▶ [Written request]:
Pull out every line in the items below that contains the word "bumper", and copy each one in full.

▶ [Data lines]:
::::
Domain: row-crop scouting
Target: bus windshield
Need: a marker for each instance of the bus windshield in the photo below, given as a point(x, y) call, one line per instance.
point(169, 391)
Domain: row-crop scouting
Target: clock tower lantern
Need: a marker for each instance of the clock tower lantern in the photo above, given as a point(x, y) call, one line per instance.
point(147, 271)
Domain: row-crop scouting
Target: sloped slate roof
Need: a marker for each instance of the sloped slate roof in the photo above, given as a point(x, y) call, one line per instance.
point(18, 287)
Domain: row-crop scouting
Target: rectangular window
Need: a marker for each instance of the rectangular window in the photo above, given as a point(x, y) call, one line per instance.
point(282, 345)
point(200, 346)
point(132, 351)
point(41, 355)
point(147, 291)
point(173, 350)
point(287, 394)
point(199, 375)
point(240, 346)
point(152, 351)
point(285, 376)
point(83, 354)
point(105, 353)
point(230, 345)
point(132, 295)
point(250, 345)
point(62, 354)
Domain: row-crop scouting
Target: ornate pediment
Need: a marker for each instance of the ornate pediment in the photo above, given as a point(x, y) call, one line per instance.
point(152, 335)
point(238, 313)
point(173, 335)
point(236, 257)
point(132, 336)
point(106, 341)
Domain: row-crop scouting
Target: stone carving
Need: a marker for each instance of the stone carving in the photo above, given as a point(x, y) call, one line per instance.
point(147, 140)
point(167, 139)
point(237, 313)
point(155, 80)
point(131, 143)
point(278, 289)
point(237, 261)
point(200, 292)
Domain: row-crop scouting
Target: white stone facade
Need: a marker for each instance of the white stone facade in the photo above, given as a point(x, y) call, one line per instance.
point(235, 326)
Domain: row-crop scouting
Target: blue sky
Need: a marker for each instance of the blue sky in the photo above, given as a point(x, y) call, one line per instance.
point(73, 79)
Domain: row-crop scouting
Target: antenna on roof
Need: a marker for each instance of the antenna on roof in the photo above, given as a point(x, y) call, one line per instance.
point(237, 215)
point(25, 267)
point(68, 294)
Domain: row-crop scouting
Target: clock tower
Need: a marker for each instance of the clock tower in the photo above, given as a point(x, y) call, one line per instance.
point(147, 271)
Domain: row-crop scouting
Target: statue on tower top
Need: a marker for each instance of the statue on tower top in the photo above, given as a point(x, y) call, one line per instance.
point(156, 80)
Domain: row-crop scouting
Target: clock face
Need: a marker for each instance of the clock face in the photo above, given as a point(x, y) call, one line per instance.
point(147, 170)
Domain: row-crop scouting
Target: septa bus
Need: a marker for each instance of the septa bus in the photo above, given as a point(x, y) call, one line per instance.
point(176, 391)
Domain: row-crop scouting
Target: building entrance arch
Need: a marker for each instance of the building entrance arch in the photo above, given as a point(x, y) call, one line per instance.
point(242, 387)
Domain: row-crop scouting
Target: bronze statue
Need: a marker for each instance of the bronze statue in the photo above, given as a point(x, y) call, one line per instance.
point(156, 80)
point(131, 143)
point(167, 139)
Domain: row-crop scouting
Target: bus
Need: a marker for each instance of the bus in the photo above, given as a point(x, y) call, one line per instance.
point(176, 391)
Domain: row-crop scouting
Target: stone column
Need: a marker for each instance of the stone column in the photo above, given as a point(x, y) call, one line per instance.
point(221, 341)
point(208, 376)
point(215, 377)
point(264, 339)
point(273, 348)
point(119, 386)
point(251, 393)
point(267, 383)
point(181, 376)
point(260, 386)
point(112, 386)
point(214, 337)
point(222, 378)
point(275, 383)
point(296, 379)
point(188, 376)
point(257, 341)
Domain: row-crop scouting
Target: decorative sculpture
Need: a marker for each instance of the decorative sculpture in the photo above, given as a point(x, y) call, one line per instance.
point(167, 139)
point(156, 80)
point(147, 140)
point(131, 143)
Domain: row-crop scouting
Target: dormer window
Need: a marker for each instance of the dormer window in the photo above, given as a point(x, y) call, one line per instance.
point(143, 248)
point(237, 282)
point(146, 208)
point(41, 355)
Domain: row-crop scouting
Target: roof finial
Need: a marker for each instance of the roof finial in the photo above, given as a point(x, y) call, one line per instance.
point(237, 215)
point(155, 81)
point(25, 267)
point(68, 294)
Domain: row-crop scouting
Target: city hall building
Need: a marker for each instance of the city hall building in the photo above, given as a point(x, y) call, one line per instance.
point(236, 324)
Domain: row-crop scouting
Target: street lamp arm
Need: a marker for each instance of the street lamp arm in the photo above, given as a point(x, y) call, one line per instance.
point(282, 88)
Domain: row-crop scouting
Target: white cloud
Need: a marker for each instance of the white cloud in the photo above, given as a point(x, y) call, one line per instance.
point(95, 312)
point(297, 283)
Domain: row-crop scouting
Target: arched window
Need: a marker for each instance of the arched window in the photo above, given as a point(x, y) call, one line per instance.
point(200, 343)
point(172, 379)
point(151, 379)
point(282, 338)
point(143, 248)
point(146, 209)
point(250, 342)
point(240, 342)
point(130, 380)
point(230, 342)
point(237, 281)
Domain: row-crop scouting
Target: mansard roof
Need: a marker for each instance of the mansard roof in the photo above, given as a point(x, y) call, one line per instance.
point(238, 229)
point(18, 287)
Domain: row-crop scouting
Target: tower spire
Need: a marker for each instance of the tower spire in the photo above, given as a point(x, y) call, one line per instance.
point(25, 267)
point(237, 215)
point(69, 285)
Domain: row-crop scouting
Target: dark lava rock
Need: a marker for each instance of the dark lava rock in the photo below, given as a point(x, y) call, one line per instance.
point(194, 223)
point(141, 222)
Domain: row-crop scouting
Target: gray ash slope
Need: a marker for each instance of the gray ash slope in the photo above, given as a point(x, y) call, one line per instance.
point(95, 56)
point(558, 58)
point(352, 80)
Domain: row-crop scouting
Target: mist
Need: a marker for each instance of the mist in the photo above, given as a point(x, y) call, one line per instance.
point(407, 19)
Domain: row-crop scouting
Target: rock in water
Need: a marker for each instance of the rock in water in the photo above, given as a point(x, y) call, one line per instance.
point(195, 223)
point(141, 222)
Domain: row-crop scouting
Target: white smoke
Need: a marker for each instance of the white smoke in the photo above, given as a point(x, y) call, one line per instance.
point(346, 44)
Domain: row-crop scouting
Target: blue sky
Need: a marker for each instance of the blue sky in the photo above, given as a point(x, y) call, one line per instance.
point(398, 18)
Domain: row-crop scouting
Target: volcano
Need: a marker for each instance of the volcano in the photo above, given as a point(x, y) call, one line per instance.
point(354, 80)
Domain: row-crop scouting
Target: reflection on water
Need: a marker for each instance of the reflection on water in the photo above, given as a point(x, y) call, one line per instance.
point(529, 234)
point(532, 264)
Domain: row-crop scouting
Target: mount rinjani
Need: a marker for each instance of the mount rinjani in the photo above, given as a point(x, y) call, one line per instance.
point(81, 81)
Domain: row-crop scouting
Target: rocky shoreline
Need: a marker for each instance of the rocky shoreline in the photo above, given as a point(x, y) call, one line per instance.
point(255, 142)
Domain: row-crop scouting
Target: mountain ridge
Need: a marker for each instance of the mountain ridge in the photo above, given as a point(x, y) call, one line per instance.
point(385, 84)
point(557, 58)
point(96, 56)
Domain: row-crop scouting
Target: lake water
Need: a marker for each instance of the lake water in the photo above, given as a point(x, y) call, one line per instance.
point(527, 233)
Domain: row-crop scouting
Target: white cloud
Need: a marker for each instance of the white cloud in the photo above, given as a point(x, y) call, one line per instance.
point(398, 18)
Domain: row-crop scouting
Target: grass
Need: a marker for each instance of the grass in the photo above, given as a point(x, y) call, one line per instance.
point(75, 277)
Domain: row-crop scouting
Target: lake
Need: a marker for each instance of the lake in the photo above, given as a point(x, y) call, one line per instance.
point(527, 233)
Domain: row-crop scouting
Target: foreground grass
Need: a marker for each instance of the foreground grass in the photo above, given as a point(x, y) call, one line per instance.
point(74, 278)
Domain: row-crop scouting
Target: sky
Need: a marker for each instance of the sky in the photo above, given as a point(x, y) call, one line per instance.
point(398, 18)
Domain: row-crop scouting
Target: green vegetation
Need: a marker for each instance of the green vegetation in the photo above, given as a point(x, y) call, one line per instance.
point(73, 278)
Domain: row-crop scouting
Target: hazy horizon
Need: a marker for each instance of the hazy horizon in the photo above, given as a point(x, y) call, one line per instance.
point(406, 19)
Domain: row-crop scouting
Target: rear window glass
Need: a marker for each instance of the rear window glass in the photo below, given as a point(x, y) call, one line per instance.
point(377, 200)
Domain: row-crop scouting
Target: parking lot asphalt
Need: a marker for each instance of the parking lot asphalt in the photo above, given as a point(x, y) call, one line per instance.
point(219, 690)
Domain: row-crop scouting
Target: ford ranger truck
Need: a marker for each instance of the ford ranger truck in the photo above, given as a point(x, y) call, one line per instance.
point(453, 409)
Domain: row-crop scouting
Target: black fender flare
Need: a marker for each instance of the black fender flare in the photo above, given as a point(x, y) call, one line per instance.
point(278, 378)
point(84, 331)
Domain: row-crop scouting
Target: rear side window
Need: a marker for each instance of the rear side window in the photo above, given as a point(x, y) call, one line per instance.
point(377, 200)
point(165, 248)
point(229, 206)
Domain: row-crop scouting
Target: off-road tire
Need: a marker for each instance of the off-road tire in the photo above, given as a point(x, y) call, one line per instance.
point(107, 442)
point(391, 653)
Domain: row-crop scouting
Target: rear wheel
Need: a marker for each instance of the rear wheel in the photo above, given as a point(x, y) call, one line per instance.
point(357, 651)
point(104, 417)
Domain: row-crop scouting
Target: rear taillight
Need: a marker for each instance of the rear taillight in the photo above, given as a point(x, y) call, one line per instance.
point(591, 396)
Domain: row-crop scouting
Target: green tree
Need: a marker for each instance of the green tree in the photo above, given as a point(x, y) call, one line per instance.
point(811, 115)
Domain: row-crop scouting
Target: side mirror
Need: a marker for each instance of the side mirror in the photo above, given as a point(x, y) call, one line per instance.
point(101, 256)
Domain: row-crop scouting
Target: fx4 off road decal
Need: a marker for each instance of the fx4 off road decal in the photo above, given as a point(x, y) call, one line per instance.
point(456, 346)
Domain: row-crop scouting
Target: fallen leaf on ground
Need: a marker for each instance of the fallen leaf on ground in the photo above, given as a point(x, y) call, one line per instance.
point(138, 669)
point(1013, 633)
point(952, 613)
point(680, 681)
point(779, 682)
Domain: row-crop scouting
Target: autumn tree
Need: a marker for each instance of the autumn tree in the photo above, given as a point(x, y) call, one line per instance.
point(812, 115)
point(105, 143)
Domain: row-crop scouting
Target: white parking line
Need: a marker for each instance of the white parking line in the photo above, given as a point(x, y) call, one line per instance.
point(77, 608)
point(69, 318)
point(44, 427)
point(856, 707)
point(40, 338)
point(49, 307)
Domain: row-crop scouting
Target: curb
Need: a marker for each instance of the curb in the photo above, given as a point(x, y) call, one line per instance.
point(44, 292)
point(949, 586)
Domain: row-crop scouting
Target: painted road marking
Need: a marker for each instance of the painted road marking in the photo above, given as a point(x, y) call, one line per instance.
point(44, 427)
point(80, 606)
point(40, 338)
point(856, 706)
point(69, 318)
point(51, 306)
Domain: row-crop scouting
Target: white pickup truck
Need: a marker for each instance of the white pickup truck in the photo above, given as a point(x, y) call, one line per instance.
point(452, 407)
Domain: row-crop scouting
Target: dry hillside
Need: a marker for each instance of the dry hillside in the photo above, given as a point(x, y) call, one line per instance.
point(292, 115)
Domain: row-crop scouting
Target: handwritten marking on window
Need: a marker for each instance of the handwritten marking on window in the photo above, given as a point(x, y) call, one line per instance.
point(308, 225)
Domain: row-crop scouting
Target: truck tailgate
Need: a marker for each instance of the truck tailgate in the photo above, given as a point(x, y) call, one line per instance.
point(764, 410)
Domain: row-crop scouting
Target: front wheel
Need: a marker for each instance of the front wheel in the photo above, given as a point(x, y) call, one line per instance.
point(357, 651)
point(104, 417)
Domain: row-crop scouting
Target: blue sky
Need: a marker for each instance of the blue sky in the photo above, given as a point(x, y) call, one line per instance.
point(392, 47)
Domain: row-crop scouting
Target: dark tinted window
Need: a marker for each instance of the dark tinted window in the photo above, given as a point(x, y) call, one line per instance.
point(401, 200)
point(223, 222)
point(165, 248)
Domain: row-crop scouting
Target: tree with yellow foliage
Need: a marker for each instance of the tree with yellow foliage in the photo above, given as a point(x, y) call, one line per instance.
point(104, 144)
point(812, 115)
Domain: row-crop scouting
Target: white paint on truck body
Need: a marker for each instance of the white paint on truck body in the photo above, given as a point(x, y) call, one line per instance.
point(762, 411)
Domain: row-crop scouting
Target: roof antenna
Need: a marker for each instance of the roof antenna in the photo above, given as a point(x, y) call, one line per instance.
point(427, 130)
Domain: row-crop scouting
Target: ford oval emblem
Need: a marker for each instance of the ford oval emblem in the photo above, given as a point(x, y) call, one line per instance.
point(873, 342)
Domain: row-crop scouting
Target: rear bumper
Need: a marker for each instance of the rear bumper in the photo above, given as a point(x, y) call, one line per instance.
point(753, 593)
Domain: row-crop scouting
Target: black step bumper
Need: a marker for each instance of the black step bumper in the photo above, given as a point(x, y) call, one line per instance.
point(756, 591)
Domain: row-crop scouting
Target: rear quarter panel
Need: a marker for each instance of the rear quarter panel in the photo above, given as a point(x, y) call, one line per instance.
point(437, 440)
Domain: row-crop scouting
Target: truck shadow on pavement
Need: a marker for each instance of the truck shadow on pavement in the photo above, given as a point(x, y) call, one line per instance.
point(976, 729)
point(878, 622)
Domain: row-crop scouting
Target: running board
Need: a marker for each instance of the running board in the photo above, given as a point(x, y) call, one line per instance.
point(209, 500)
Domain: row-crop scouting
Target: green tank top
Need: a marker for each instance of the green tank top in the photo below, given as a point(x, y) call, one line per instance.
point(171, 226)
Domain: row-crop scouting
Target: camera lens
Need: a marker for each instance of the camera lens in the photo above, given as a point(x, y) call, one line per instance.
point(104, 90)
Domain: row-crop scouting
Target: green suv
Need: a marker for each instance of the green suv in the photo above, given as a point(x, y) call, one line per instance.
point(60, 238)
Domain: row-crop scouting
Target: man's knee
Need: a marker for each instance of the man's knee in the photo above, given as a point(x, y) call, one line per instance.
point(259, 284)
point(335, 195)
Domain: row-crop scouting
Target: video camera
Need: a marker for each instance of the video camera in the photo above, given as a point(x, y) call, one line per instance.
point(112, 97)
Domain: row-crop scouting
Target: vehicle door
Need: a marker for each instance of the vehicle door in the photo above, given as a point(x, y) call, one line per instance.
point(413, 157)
::::
▶ [Completed task]:
Target: rear bumper
Need: a marker for each instance of the rear bumper in the photo above, given as a point(x, y) call, one line per instance.
Target: black step bumper
Need: a marker for each instance of the black step bumper in the photo above, given as a point(x, y) call, one line per instance.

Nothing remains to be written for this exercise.